### SELECTED TEXT
++++++++

Steve Langasek writes:
> On Wed, Oct 17, 2018 at 10:07:44AM +0200, Ansgar Burchardt wrote:
>> That exception does not exist in Policy; there is only an exception for
>> packages provided by the init implementation itself.  Policy currently
>> requires the "Loose coupling of init systems" option of
>> https://www.debian.org/vote/2014/vote_003 as far as I can tell as
>> services must be able to run under sysvinit.
>
>> We already have several packages only shipping systemd units, including
>> with socket activation (I did not check if any services cannot be
>> configured to not listen on their own, but I wouldn't be surprised).
>> Those with socket activation include: chasquid, cockpit-ws, erlang-base,
>> hddemux, ibacm, rkt, snapd, sssd-kcm, tang, tinysshd.

++++++++

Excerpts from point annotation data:
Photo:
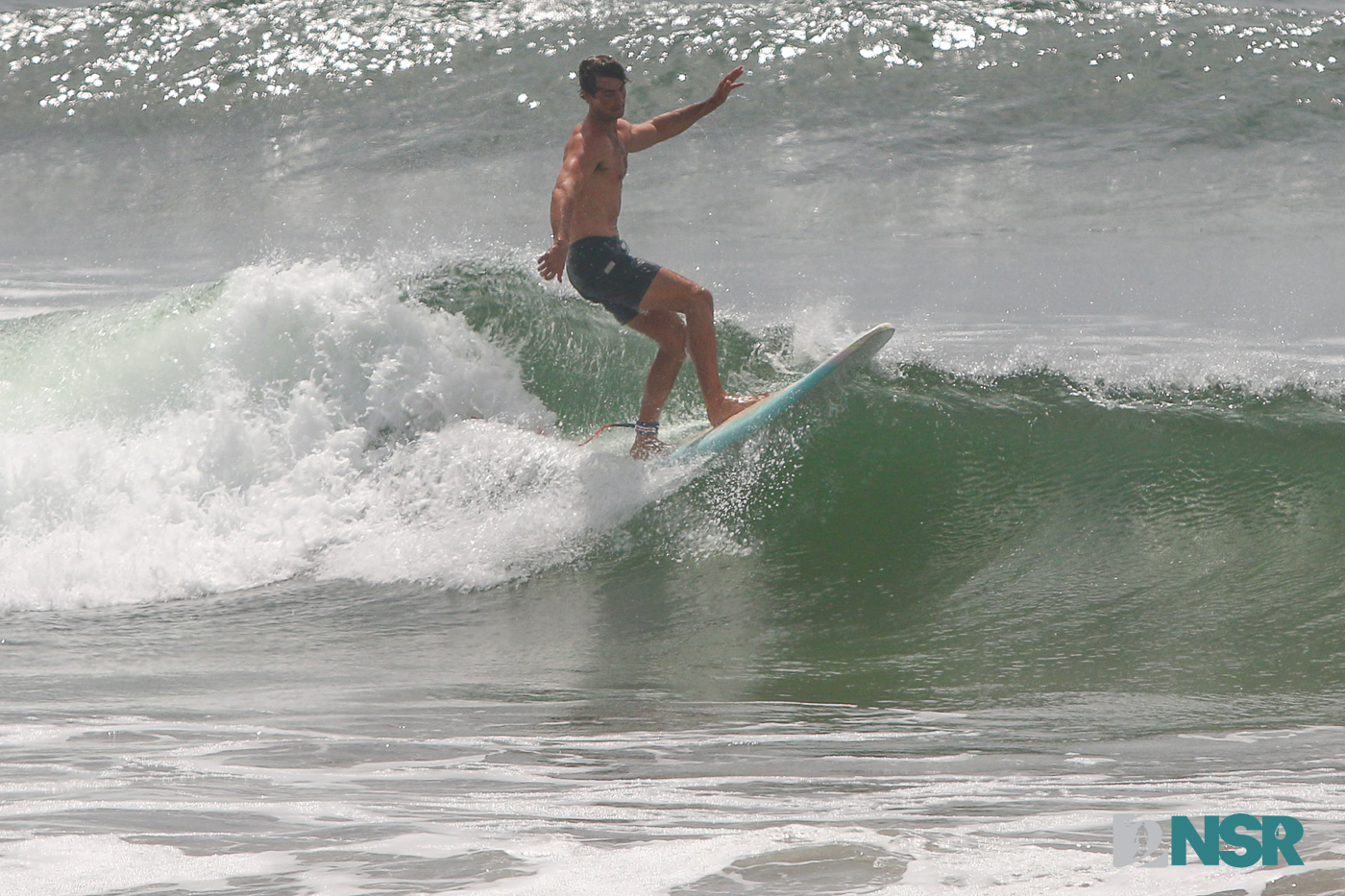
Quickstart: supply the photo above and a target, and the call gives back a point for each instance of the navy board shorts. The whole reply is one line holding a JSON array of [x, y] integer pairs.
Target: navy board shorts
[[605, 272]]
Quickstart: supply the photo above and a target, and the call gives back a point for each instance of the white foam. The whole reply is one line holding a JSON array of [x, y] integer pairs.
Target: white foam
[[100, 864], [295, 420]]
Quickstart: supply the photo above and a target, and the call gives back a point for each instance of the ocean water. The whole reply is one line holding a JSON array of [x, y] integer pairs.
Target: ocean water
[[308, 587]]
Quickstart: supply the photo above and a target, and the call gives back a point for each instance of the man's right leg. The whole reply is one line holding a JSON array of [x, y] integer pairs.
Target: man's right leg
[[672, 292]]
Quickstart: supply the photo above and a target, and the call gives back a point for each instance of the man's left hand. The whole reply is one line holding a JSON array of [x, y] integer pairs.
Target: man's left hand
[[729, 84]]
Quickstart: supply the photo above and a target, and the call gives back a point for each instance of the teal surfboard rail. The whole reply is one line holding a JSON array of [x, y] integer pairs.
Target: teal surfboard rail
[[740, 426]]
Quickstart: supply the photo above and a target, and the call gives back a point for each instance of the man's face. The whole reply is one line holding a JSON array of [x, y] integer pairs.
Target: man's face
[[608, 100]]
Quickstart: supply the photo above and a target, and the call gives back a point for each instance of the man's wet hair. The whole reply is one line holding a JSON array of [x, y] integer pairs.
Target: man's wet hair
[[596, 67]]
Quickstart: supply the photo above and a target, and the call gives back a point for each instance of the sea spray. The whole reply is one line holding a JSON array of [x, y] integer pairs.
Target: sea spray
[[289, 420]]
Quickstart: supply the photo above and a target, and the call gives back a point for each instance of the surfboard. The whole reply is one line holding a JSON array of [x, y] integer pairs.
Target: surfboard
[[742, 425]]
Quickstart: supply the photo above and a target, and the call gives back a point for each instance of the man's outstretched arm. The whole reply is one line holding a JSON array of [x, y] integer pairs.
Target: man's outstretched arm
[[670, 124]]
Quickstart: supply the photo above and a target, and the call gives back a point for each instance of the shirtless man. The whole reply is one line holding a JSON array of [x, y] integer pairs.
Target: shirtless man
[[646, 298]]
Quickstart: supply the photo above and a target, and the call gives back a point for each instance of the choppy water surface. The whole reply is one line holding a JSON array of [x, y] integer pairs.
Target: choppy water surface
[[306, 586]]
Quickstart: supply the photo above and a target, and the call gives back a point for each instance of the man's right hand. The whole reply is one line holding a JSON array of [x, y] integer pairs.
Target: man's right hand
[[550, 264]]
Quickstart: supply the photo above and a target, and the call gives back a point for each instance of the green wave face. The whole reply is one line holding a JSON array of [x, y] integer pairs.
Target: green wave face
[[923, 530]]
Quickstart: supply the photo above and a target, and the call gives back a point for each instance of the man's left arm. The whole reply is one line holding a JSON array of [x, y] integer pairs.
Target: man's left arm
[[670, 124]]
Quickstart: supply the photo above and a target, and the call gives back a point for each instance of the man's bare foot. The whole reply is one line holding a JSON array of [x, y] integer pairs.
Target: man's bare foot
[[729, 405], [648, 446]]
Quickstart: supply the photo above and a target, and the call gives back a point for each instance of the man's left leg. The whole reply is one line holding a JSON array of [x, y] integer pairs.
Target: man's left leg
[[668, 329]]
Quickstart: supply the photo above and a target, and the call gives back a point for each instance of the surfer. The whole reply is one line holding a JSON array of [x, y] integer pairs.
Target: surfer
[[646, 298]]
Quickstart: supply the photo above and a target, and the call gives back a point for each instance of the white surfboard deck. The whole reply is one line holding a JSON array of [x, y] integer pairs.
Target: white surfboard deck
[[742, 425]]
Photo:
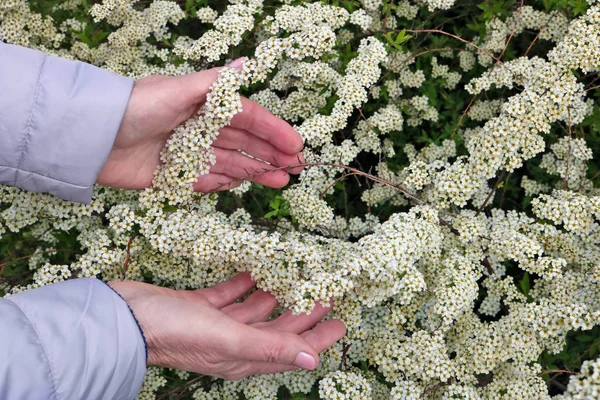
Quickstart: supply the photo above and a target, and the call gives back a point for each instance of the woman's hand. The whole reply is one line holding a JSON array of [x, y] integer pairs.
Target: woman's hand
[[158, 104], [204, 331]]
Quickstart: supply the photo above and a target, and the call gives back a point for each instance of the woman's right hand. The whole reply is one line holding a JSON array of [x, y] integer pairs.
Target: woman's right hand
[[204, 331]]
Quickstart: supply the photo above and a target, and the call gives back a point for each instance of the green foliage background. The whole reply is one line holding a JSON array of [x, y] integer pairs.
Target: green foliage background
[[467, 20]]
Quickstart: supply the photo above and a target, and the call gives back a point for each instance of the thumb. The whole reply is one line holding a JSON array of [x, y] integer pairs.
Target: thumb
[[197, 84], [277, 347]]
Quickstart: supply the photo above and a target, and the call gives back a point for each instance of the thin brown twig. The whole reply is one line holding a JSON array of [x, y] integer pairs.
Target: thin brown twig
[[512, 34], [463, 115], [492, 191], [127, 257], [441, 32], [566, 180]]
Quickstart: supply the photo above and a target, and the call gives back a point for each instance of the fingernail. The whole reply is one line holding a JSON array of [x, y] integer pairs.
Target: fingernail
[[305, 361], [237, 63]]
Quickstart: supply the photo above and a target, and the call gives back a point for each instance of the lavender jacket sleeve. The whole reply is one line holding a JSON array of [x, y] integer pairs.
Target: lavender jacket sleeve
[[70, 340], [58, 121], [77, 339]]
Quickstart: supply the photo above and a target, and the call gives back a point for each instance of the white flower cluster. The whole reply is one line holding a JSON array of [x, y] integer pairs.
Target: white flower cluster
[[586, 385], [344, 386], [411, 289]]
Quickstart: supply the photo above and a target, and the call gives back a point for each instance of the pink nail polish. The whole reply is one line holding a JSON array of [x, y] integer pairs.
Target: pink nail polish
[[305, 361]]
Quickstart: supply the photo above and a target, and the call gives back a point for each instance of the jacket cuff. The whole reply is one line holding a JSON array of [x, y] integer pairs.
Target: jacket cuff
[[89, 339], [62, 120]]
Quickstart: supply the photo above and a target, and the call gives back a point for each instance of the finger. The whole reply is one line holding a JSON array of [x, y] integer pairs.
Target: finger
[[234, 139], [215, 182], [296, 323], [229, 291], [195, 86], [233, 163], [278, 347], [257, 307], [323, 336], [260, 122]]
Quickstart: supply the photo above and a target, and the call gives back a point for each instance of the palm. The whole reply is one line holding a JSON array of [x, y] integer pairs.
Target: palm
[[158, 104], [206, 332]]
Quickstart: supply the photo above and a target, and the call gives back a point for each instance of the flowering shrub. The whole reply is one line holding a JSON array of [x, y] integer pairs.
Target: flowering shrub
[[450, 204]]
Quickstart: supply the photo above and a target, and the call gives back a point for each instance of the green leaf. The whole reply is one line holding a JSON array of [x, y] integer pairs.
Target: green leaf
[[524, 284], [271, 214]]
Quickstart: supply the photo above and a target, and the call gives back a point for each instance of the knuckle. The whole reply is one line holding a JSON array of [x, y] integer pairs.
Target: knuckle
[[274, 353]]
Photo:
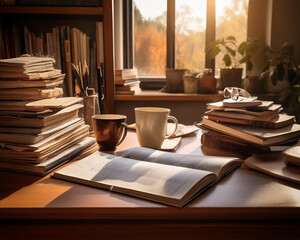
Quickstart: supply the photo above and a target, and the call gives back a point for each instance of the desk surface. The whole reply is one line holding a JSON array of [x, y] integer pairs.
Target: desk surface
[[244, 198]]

++++++++

In the quoted mailing-list message, what is the only exception that Policy contains? The lines are not required for this work.

### RESULT
An exception for packages provided by the init implementation itself.